- Text -
I have last Friday picked up a dictionary of the Mahu dialect of Eastern Votic (Castreanianumin toimitteita 27, 1986), based on Lauri Kettunen’s collections from about a hundred years ago. [1]

This is not a particularly huge book, with only about 150 pages of lexical data, set in a relatively large monotype font, too. It probably won’t be of much use if one wished to e.g. translate Firefox into Votic. Its usability as tourist dictionary might be limited as well (even if we ignore the sad fact that Votic is hard moribund, with only some dozens of speakers left). But it seems like a good reference for a linguist wishing to make some contact with the language. Or: a handy unit of data for a linguist wishing to understand the lexical structure of languages.

The lexicons of natural languages are not random in their makeup. Phonemes have differing frequencies of occurrence in different positions of words; and different tendencies of combining with each other. And although one can certainly find linguists who will attempt to offer explanations in terms of elaborate synchronic phonological constraints and preferences, I find this a fundamentally flawed approach. [2] Much more often, any patterns evident in the lexicon are best understood as the fossilized results of historical processes: sound changes, loanword strata and evolving standards of sound-symbolic conventions. The study of a language’s lexicon even at a single point in time will likely turn up insights into its history.

For this type of analysis, this Votic dictionary actually seems like a rather good sample size. The lexicon of any major literary language would be both overwhelming in size (possibly thousands of pages); as well as swamped with recent cultural loanwords (if you happen to find a word shaped approx. like /banana/ or /platinum/ in a given language, this will not tell you much about its prehistory). Neither of these problems is apparent here, and it’s possible to focus on the big picture without getting stuck on data wrangling. On the other end, a simpler list yet of say 100 words, whether artificially truncated or recorded in passing in 1820 from some now-extinct language, would not allow for many statistically significant conclusions at all.


A simple starter example: the Finnic languages have, originally, not contrasted voicing in obstruents (as was the case already in Proto-Uralic). This situation still remains in place in Estonian, Northern Karelian, and dialects of Finnish. Votic, however, sits on the side of the siblings to have fully embraced voicing, and contrasts voiced and voiceless versions of all obstruent consonants: /p t tš k f s š/ ≠ /b d dž g v z ž/. Suppose we were to hand a copy of this dictionary to a linguist who’s never worked with Finnic before. Will they be able to uncover this older constraint?

- Exercise data -
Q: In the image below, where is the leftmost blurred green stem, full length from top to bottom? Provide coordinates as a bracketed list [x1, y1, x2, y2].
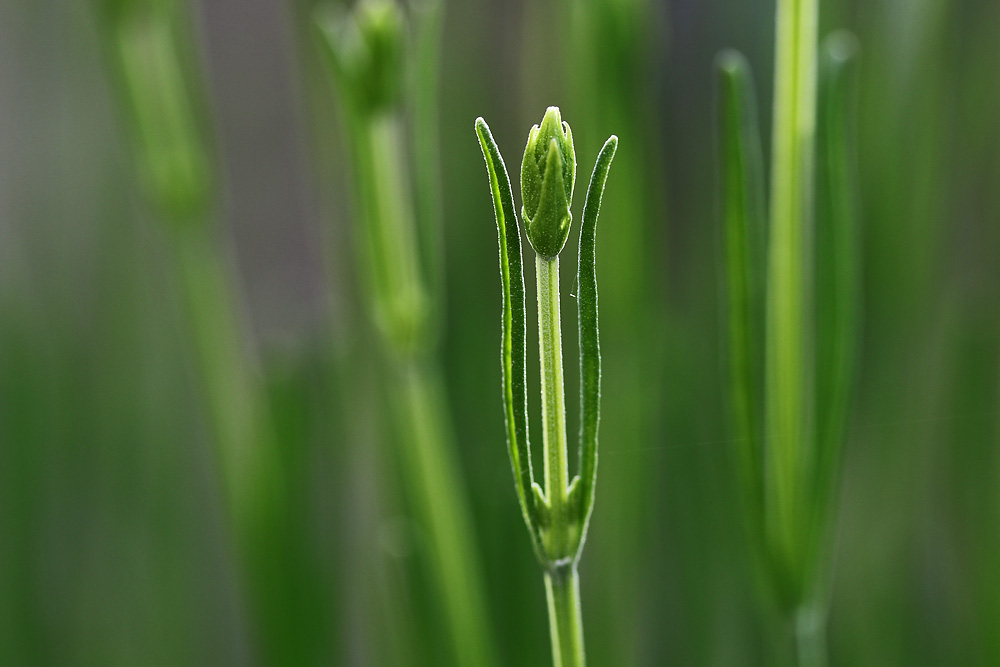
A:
[103, 2, 292, 663]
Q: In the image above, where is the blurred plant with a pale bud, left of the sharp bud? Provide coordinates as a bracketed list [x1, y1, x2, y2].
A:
[315, 0, 496, 666]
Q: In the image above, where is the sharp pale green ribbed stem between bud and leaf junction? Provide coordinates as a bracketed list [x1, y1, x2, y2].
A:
[535, 255, 569, 532]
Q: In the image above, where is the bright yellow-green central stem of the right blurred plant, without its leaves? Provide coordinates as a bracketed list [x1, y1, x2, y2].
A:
[765, 0, 818, 595]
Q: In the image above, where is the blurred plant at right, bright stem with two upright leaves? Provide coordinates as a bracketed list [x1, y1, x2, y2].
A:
[716, 0, 861, 665]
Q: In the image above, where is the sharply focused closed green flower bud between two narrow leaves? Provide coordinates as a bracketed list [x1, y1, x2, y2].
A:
[521, 107, 576, 259]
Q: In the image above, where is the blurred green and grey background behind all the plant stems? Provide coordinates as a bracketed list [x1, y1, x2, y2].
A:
[0, 0, 1000, 666]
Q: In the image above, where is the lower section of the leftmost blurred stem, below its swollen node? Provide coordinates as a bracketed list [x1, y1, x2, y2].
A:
[172, 220, 294, 663]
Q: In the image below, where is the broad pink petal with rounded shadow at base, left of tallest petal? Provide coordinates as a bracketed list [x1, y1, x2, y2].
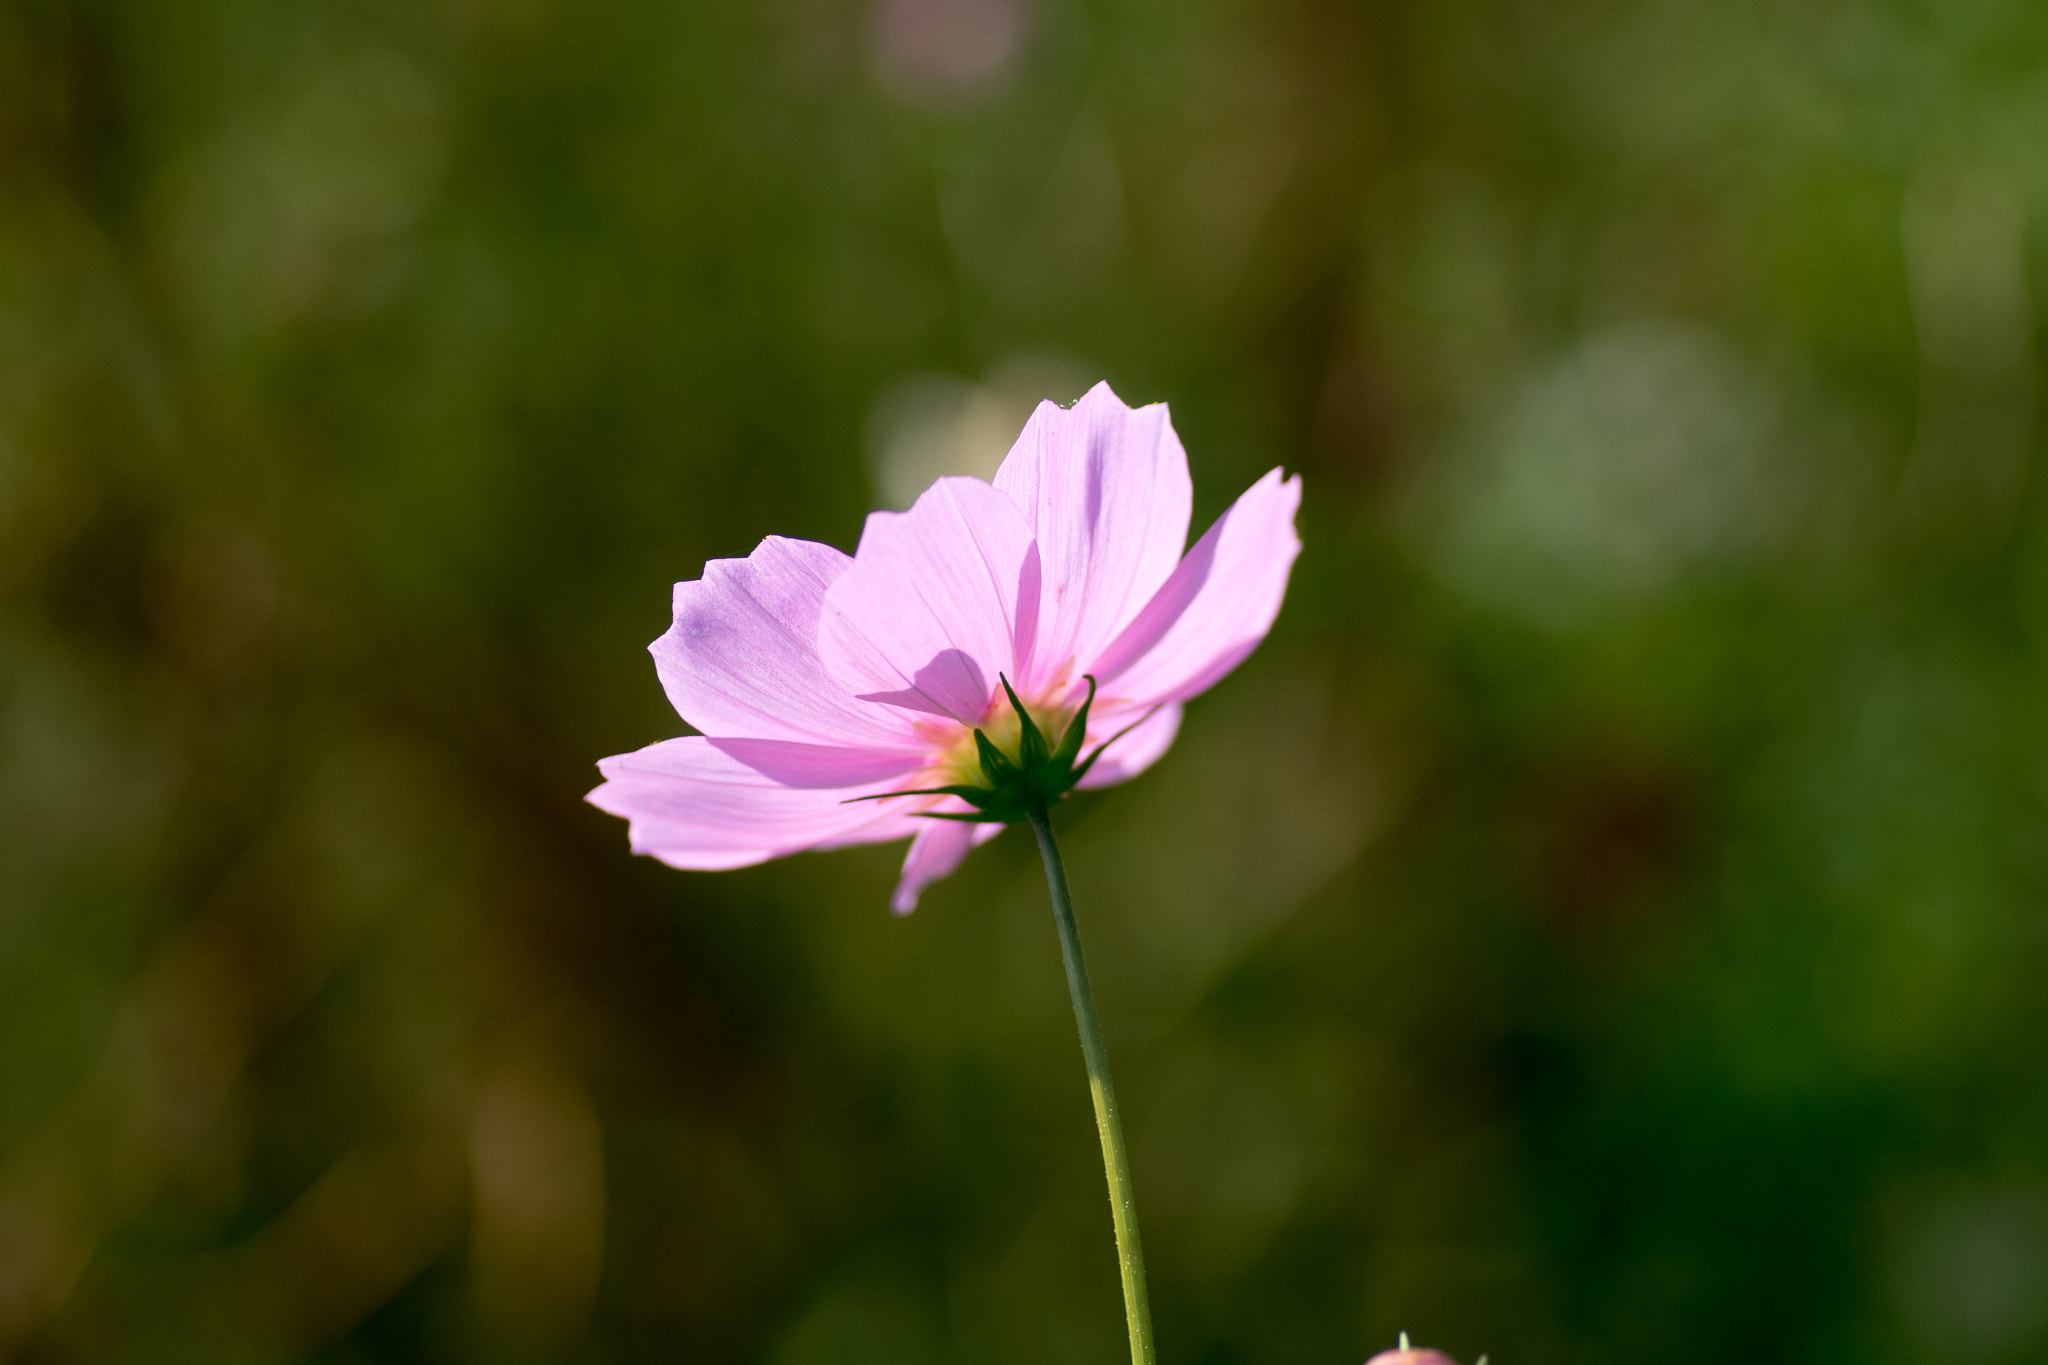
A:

- Questions to answer -
1/ Rewrite the paragraph of the Votic dictionary text that begins "For this type of analysis" as a short bulleted list that keeps its main facts.
2/ Name every voiced obstruent consonant that the Votic dictionary text lists for Votic.
3/ Pick up the Votic dictionary text after its closing question and carry it on for a paragraph or two.

- Per-task answers -
1/
- For this kind of analysis, the Votic dictionary is a rather good sample size.
- The lexicon of a major literary language would be overwhelming in size, possibly thousands of pages.
- It would also be swamped with recent cultural loanwords, such as words shaped like /banana/ or /platinum/, which reveal little about a language's prehistory.
- Neither problem appears in this dictionary, so one can focus on the big picture without getting stuck on data wrangling.
- A smaller list of around 100 words, whether artificially truncated or recorded in passing in 1820 from a now-extinct language, would allow few statistically significant conclusions.

2/ /b/, /d/, /dž/, /g/, /v/, /z/, /ž/

3/
The answer seems likely to be “yes”. Only minor etymological analysis is required — which the dictionary itself provides, even. The lexemes in the dictionary are glossed in both Russian and Finnish, the two major contact languages of Votic. Additionally, several words identifiable as recent Russian loans are indeed so marked. This allows an initial separation of the lexicon to two mostly disjoint layers: those of Finnic vs. Russian background. (Though of course Finnish has some Russian loanwords as well, and small amounts of words whose origin is not immediately obvious can also be found.)

A look at words beginning with voiced obstruents other than /v/, as well as words beginning with /f/ shows that they, as a rule, belong in the Russian layer. This is a small set to begin with, and after this cleanup, no more than seven counterexamples remain:

  • balalaittaag ‘to gossip’
  • bëëg ‘isn’t’
  • borissag ‘to bubble’
  • bulissag ‘to bubble’
  • börö ‘ironing board’
  • däädi ‘some relative’
  • filissaag ‘to whistle’

So we have four onomatopoetic verbs, one unstressed particle, one nursery word, and one fully legit content word. This is not sufficient evidence to postulate the voicing contrast to be original in the initial position, not when evidently inherited words beginning with /p t tš k s v/ number multiple hundreds altogether. [3]

A more detailed examination would find that medial voiced consonants other than /v/ can similarly be shown to be secondary — they occur as the consonant gradation alternants of the voiceless ones. Exceptions, as a rule, again occur only in Russian loans and probably some onomatopoeia. The full details would be more difficult to dig up though, so I am leaving this as an excercise for the interested reader. ;)

[1] In case anyone else is interested, some overflow stock of these from dunno where is still up for grabs at the University of Helsinki’s Dept. of Finno-Ugric Studies (Metsätalo/Unioninkatu 40, 4th floor).
[2] This may not be an entirely fair comparison, but… I have in mind the image of a “generative geologist” attempting to locate physical constraints present in gneiss or sediment that force its minerals to hold a macroscopically banded rather than homogenous structure.
[3] I will not dwell on /š/, also mainly a loanword phoneme.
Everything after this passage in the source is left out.